Quote the entries below verbatim, starting at the very first line and ending at the line containing "column 527, row 127", with both of those lines included.

-- START OF Provided data --

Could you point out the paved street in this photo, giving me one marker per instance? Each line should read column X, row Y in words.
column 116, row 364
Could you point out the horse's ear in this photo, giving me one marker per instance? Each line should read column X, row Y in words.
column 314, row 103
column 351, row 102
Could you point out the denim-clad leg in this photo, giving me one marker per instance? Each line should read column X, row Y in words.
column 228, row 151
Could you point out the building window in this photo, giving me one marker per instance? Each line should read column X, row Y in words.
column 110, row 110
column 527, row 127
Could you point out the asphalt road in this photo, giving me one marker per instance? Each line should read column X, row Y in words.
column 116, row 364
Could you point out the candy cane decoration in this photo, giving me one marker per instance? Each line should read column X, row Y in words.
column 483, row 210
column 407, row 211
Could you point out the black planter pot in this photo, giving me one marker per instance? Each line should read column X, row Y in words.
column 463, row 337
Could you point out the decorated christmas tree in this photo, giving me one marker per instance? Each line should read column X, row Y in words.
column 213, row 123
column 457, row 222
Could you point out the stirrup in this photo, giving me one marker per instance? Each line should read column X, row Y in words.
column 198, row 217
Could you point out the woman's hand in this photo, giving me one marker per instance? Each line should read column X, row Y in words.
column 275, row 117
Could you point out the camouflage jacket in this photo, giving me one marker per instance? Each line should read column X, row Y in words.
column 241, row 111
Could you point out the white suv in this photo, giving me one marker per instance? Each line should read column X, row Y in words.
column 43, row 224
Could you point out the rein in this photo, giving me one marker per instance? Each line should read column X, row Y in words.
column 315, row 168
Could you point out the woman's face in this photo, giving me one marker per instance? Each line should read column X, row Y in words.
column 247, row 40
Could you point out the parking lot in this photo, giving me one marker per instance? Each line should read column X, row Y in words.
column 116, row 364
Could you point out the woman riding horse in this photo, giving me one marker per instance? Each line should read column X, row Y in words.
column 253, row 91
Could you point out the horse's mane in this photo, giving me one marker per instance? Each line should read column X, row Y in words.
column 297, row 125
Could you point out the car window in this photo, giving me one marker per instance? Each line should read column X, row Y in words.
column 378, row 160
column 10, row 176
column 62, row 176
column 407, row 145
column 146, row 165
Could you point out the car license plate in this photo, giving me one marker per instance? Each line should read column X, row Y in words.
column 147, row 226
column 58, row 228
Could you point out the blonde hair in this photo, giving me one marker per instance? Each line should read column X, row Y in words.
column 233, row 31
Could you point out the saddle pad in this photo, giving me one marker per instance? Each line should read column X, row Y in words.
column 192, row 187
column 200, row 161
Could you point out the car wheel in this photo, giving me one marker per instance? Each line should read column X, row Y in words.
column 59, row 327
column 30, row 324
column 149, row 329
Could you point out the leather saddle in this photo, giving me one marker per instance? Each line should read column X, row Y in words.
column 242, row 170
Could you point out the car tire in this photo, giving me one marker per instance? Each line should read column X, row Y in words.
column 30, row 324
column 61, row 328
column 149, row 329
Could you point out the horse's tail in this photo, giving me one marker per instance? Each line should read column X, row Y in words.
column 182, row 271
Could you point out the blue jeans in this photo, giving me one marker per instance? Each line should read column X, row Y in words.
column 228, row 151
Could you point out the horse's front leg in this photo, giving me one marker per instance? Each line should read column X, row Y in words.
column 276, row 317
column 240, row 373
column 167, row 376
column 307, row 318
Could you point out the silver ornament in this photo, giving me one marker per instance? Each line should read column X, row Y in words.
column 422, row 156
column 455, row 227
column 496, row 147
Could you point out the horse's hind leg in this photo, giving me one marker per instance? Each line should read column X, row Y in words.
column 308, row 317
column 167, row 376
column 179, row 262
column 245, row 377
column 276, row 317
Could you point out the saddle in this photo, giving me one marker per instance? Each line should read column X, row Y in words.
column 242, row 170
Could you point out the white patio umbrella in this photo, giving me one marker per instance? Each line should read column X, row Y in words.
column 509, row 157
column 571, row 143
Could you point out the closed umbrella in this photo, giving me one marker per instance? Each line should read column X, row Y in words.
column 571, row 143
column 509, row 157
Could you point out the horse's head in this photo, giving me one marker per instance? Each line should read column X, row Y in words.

-- END OF Provided data --

■ **Answer**:
Could you point out the paved street in this photo, giving me one marker per instance? Each line should read column X, row Y in words.
column 116, row 364
Could you point out the horse's ear in this photo, giving me one marker per instance? Each line should read column X, row Y in words.
column 314, row 103
column 351, row 102
Could you point out the denim-clad leg in this photo, giving me one marker per instance? Each line should read column X, row Y in words.
column 228, row 151
Could you point out the building window in this photo, giving me one marker per instance? Each line should read column X, row Y in words.
column 110, row 110
column 527, row 127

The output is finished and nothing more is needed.